§ **Task statement**: From the data below, return only the lines from the one containing "Mark every instance of the protest" through the one containing "(1197, 341)", both included, and copy them unchanged.
─── Dataset extract
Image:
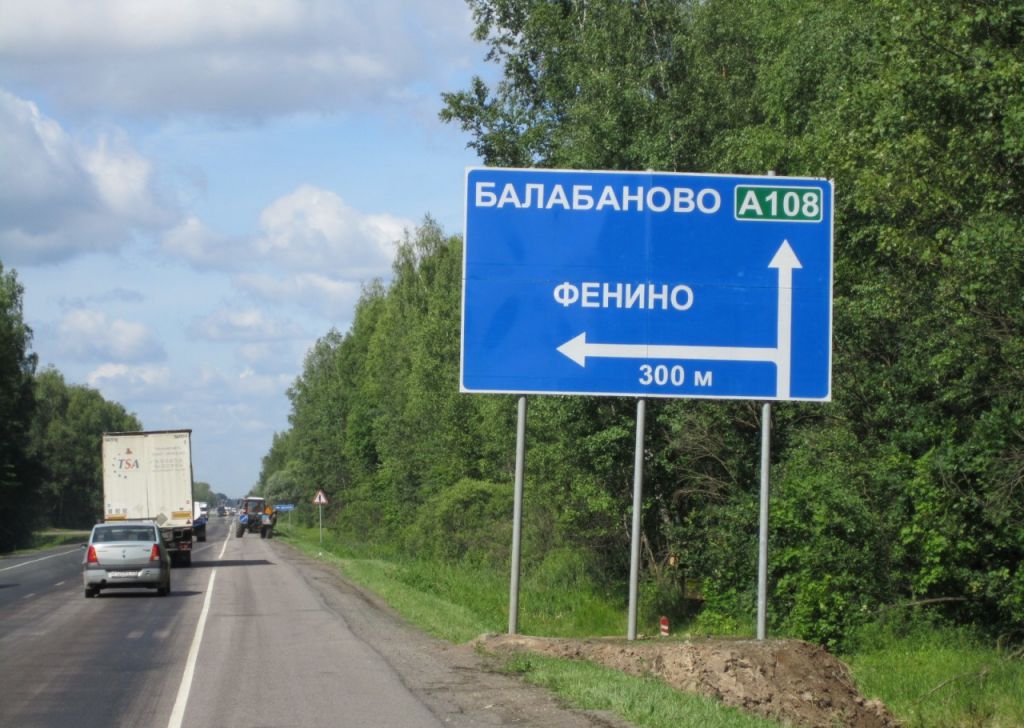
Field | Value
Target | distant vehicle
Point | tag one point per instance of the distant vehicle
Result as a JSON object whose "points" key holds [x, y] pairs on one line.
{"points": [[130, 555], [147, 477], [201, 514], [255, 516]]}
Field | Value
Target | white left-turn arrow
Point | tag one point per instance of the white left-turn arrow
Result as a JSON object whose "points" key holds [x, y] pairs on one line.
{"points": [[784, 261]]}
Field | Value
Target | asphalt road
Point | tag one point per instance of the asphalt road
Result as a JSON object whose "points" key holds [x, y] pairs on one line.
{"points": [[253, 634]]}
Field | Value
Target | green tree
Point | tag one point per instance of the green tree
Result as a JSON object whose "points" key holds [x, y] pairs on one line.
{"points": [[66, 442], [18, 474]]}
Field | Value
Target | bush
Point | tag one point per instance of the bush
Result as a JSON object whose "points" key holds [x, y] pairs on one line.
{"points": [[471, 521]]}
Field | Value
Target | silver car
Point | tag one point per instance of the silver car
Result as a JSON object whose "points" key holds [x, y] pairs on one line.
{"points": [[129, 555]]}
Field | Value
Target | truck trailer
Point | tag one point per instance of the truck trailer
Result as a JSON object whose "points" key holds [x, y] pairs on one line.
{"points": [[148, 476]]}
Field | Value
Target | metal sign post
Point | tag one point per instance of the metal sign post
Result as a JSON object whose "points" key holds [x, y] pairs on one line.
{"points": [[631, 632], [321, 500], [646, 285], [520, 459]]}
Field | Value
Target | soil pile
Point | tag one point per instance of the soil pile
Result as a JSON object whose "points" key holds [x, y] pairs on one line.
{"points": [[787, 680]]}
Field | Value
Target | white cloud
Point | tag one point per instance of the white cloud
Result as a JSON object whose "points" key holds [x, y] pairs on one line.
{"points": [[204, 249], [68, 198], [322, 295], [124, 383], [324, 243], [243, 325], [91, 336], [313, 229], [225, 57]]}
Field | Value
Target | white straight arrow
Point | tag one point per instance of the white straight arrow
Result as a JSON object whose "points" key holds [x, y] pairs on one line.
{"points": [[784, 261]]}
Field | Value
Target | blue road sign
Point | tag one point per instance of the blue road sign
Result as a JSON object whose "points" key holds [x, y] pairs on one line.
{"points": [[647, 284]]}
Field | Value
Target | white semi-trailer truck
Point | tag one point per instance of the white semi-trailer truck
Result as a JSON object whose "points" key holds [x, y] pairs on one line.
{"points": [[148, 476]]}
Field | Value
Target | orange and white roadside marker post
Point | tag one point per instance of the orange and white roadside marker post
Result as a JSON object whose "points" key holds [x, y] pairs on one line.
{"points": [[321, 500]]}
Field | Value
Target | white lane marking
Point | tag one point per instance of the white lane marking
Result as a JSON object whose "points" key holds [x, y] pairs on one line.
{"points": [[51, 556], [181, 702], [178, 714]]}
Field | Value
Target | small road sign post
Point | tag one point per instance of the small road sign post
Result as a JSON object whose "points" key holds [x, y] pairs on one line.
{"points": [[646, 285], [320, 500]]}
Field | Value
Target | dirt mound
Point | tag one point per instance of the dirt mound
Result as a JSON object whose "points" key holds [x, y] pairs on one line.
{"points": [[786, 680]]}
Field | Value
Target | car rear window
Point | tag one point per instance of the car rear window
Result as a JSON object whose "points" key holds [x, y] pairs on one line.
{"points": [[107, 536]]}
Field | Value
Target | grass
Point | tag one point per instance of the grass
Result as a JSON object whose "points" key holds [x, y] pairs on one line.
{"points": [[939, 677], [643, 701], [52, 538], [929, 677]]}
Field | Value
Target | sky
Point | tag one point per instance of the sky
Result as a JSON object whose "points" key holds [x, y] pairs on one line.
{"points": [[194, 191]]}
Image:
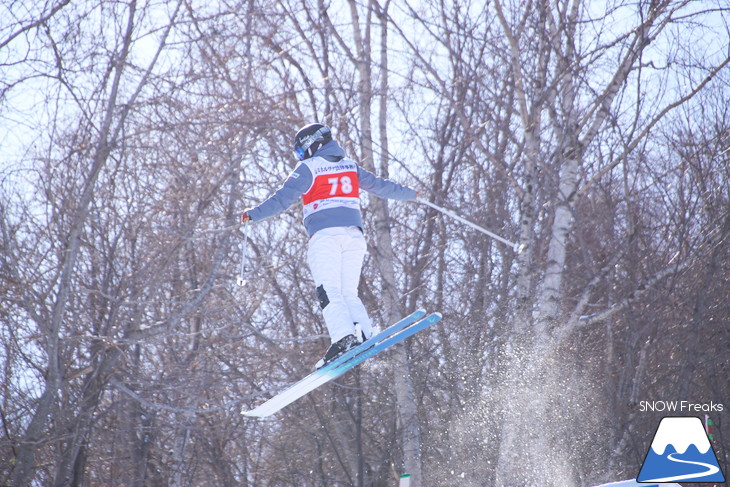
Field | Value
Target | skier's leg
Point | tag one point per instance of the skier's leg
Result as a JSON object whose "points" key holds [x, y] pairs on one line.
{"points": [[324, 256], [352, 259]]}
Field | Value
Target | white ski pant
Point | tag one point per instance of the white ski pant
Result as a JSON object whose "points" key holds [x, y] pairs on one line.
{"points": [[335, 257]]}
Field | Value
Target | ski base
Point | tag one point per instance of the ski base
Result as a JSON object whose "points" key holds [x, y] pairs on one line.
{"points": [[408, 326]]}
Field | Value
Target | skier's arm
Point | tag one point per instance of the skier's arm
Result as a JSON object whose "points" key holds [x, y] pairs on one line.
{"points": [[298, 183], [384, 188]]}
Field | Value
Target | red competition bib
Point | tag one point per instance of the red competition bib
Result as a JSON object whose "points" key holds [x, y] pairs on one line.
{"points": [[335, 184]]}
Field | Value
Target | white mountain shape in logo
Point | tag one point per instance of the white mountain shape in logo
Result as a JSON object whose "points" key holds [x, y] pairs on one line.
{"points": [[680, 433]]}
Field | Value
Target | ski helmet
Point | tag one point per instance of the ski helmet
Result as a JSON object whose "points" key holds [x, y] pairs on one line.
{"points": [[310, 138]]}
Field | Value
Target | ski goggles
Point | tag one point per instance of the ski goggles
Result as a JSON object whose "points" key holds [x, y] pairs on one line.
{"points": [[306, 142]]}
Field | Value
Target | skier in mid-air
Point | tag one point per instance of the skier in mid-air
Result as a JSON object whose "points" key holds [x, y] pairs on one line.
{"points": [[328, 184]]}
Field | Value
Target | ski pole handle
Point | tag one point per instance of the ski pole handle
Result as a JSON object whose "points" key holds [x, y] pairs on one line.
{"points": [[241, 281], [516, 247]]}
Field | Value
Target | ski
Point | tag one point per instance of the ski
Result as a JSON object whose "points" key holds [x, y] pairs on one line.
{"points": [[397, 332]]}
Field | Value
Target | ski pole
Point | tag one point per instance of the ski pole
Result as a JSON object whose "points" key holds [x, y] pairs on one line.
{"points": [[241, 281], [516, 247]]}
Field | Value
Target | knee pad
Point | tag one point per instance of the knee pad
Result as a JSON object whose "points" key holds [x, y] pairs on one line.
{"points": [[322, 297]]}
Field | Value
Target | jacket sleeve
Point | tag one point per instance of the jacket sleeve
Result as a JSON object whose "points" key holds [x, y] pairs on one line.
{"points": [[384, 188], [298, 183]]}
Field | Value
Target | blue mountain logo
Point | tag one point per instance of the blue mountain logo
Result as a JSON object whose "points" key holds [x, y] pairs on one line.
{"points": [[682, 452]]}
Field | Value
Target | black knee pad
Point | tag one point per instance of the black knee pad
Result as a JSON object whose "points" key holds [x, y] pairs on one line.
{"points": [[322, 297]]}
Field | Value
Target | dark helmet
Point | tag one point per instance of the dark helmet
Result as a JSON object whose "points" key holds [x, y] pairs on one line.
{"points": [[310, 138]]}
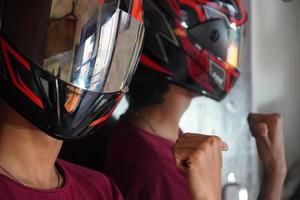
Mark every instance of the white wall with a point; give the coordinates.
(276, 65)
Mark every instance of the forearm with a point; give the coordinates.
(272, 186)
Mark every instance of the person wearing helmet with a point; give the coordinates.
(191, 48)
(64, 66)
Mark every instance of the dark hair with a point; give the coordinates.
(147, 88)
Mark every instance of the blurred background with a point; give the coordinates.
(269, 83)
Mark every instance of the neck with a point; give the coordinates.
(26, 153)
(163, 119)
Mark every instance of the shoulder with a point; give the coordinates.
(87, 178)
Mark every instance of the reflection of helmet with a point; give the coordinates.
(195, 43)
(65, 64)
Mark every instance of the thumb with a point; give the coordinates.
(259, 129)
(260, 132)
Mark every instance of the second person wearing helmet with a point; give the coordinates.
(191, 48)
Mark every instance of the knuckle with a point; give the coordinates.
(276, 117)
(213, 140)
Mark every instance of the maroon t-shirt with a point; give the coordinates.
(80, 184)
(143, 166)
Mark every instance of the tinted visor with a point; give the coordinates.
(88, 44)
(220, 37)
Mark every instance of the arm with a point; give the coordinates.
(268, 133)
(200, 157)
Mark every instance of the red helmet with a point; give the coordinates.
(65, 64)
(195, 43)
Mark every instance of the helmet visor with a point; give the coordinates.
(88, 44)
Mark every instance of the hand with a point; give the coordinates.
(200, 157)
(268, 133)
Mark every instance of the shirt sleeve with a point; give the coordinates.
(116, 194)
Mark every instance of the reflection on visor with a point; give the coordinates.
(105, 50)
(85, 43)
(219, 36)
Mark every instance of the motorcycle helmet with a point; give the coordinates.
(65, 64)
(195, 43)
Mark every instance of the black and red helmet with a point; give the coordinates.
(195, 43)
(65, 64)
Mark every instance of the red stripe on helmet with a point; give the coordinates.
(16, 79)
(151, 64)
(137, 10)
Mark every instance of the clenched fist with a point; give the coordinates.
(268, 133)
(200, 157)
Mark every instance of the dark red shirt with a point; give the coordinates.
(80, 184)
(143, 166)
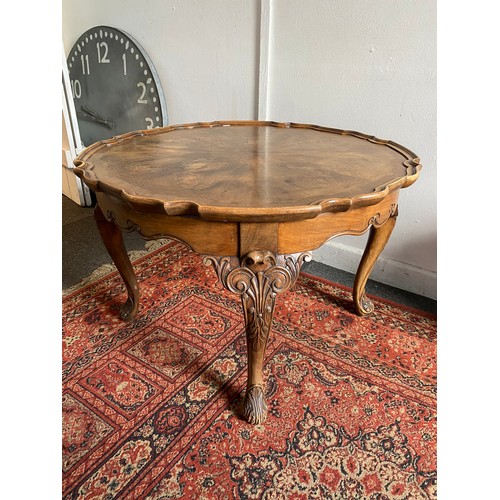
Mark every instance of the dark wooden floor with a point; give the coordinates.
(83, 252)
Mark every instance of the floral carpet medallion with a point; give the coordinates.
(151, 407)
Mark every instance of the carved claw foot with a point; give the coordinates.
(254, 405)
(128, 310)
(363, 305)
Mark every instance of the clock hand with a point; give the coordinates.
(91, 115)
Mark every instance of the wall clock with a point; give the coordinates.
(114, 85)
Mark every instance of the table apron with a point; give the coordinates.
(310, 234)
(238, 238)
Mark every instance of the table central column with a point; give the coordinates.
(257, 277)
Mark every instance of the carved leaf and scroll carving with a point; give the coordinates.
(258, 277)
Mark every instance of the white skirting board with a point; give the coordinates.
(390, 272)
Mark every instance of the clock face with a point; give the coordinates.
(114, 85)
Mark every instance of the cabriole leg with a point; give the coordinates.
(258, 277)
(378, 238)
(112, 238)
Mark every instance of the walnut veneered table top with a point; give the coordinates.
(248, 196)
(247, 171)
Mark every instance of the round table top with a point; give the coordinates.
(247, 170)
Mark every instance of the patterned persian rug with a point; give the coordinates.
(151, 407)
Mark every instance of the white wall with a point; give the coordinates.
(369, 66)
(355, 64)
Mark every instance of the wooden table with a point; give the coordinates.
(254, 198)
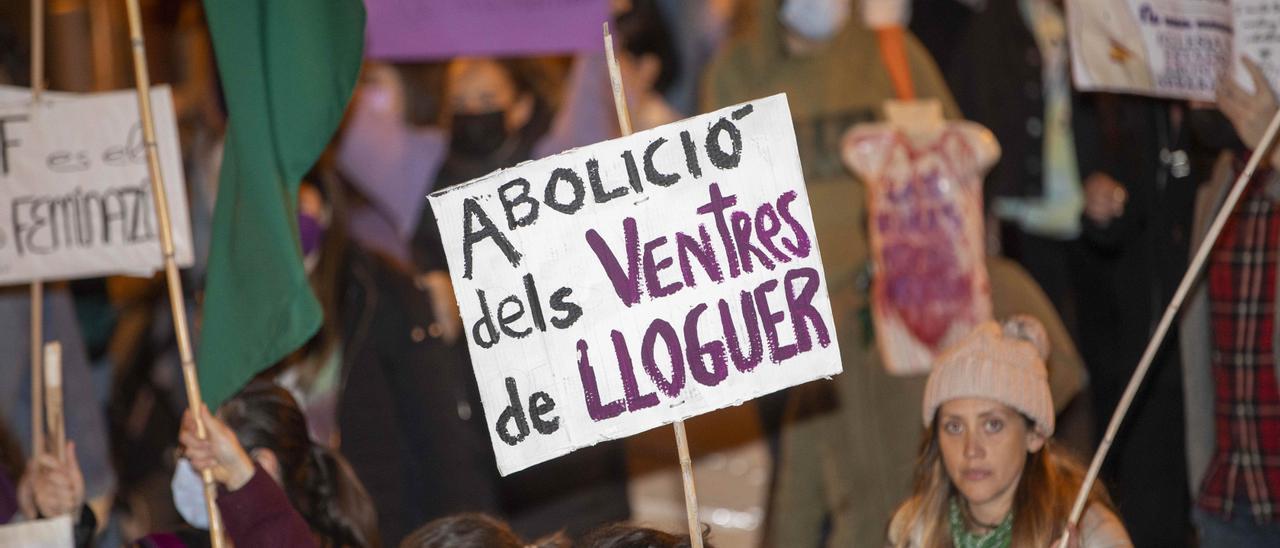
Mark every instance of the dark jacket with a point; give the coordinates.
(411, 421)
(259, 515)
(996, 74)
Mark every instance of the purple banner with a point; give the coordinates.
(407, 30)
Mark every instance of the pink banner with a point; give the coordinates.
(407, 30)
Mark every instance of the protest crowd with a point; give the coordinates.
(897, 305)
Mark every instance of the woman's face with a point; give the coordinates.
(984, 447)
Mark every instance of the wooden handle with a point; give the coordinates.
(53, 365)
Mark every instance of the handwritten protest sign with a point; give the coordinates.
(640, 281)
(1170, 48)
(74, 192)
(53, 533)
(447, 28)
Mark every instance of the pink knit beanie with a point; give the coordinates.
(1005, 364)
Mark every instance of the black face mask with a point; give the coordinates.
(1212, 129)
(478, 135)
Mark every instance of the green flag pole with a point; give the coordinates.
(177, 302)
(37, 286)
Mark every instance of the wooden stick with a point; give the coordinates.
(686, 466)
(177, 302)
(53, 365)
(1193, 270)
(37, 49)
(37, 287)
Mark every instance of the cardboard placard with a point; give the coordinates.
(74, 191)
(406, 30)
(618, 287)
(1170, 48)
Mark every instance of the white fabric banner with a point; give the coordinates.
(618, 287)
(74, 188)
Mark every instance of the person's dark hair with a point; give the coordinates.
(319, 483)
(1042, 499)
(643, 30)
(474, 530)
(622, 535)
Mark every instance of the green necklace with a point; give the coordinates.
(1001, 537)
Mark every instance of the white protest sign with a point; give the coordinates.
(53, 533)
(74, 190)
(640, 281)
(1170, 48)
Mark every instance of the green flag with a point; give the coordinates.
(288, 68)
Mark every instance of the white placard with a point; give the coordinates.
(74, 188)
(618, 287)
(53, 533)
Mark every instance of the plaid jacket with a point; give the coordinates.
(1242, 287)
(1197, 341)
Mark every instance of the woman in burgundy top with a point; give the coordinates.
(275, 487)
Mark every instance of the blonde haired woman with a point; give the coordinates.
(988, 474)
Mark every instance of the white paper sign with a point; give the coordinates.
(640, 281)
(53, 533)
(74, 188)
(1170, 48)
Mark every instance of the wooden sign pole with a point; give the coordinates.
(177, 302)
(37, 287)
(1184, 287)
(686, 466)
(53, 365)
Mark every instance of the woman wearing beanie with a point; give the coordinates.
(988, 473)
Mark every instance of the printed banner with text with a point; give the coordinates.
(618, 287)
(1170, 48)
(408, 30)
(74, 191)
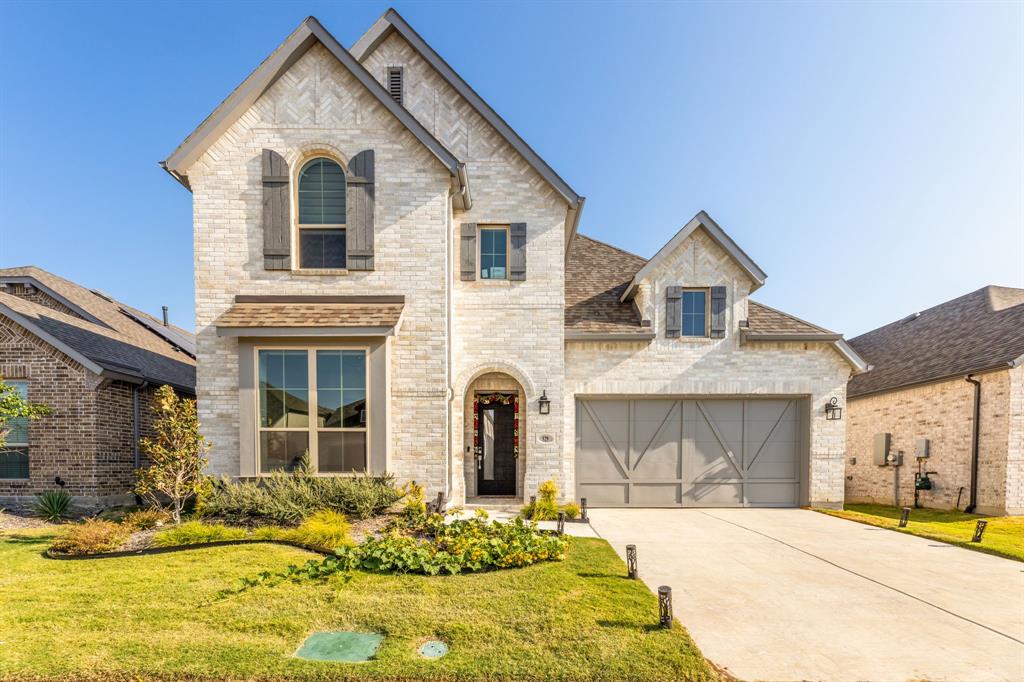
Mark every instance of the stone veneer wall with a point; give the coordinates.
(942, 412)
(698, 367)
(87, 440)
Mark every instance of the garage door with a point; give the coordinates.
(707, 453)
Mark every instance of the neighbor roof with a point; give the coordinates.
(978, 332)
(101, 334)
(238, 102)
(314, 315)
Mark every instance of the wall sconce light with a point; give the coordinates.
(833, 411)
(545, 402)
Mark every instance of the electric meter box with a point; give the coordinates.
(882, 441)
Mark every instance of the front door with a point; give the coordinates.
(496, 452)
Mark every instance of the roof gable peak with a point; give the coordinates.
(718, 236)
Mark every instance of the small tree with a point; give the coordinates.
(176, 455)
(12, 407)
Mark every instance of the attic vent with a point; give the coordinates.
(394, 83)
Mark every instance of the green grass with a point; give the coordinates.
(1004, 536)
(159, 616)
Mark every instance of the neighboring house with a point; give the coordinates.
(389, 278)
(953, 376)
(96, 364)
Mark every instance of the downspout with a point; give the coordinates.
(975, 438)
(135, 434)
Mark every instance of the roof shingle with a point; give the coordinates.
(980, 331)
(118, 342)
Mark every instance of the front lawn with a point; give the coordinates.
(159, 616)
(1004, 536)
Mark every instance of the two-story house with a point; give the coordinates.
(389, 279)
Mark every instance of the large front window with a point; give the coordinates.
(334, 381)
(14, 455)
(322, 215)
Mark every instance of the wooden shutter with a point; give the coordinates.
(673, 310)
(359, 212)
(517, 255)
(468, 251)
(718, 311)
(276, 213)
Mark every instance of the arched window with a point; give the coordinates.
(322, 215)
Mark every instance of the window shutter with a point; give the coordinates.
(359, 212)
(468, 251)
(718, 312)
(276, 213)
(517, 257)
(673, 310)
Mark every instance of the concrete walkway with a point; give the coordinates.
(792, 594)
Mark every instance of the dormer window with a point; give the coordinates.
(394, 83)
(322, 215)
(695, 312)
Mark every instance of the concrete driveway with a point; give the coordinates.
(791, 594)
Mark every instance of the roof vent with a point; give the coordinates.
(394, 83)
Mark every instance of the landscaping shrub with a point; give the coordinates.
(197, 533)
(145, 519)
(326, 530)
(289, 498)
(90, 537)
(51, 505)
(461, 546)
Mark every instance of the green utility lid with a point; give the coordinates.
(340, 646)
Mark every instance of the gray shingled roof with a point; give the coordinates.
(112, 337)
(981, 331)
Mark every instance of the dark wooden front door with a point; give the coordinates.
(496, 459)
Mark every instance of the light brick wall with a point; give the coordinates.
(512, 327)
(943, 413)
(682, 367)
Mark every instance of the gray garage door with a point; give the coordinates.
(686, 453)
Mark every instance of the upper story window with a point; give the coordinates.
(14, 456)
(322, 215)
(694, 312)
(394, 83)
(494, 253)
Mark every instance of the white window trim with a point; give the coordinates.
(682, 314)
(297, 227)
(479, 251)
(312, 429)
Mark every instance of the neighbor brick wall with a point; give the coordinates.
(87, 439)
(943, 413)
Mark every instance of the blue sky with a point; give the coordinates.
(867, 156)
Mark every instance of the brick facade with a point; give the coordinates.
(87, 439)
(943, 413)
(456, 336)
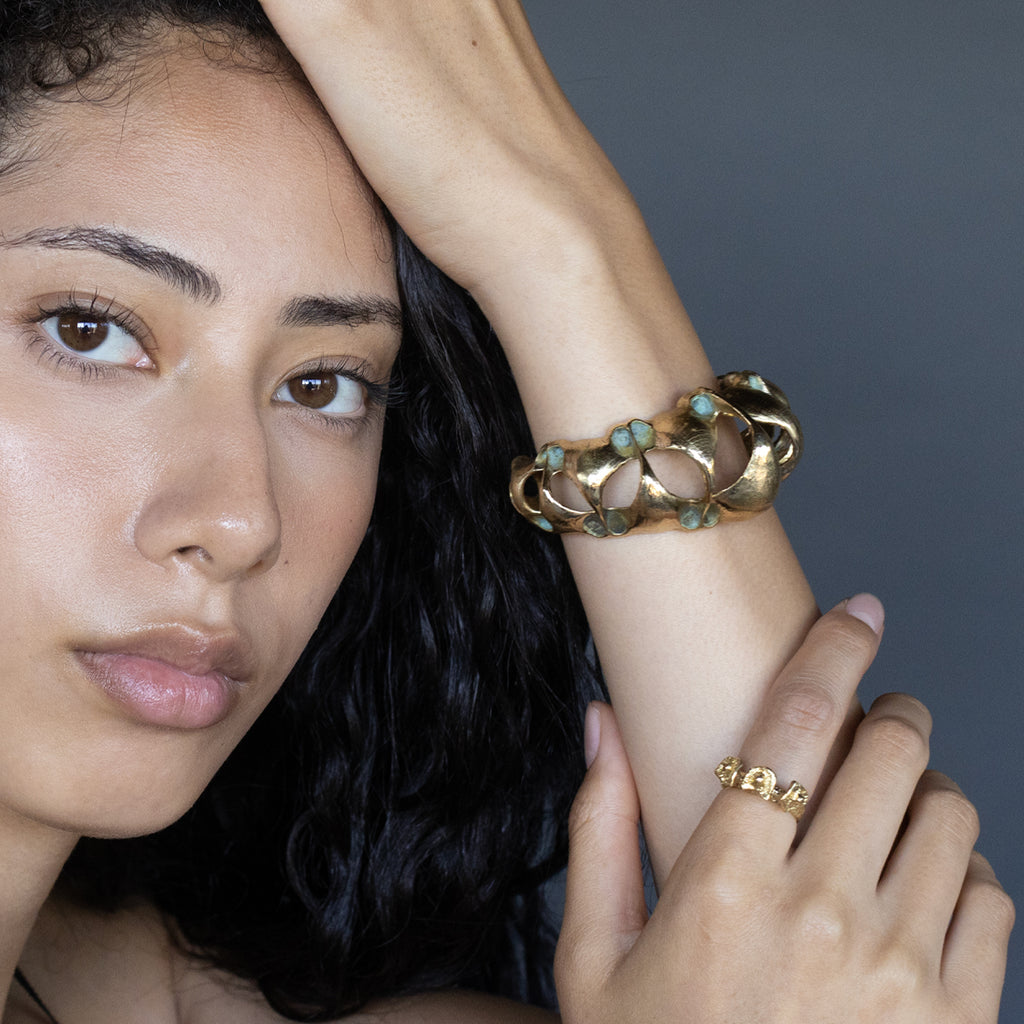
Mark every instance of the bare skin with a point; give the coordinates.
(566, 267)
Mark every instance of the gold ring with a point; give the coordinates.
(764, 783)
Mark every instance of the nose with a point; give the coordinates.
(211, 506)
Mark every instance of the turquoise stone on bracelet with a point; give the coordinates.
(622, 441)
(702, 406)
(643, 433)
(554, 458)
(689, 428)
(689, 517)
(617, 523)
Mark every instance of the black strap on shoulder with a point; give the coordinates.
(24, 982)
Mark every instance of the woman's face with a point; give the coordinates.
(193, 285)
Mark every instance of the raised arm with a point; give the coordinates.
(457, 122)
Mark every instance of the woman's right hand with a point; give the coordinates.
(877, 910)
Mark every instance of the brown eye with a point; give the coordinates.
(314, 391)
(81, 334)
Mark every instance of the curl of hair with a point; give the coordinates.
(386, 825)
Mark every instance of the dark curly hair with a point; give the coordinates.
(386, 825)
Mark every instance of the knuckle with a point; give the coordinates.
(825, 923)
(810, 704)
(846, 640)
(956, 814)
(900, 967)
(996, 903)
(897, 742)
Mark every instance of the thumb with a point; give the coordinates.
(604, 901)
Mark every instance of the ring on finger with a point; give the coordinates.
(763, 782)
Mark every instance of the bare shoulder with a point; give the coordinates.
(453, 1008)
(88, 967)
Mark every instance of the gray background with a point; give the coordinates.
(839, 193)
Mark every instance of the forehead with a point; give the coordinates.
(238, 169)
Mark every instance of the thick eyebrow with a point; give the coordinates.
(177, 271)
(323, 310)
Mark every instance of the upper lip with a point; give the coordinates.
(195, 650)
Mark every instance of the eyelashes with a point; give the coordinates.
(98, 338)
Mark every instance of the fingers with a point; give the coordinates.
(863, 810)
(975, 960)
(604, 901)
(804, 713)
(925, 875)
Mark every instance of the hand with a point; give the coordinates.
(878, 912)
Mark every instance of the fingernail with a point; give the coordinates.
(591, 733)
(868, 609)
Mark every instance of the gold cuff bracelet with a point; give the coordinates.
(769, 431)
──────
§ **Written solution**:
Mark every instance of the protest crowd with a point; give the coordinates.
(897, 305)
Mark every instance of the woman's face with a point; give the coordinates.
(984, 447)
Mark every instance of the wooden handle with a point; give the coordinates.
(53, 365)
Mark every instance of the handwritten protest sign with a point; give the coordinates.
(640, 281)
(1170, 48)
(74, 192)
(53, 533)
(447, 28)
Mark every instance of the pink knit beanie with a point; give the coordinates.
(1005, 364)
Mark every instance of the black face mask with a point; give the coordinates.
(1212, 129)
(478, 135)
Mark every instance of the green flag pole with a point; give the coordinates.
(177, 302)
(37, 286)
Mark every instance of the wooden stick with a point; give the coordinates.
(686, 466)
(177, 302)
(53, 365)
(1193, 270)
(37, 49)
(37, 287)
Mark every instance of the cardboard placard with a point; give the coordinates.
(74, 191)
(406, 30)
(618, 287)
(1170, 48)
Mark every instance of the white fabric banner with a point; give the coordinates.
(618, 287)
(74, 188)
Mark every instance of the person's dark hair with a point; give the coordinates.
(319, 483)
(1042, 499)
(643, 30)
(474, 530)
(622, 535)
Mark every instance of the green necklace with a point; give the coordinates.
(1001, 537)
Mark every instance of the white protest sign with a point; give the coordinates.
(53, 533)
(74, 190)
(640, 281)
(1170, 48)
Mark every instance of the green flag with a point; give the coordinates.
(288, 68)
Mark every instance of the white placard with a point; give the coordinates.
(74, 188)
(618, 287)
(53, 533)
Mark every instance of the plaid jacket with a point; give the coordinates.
(1242, 287)
(1197, 341)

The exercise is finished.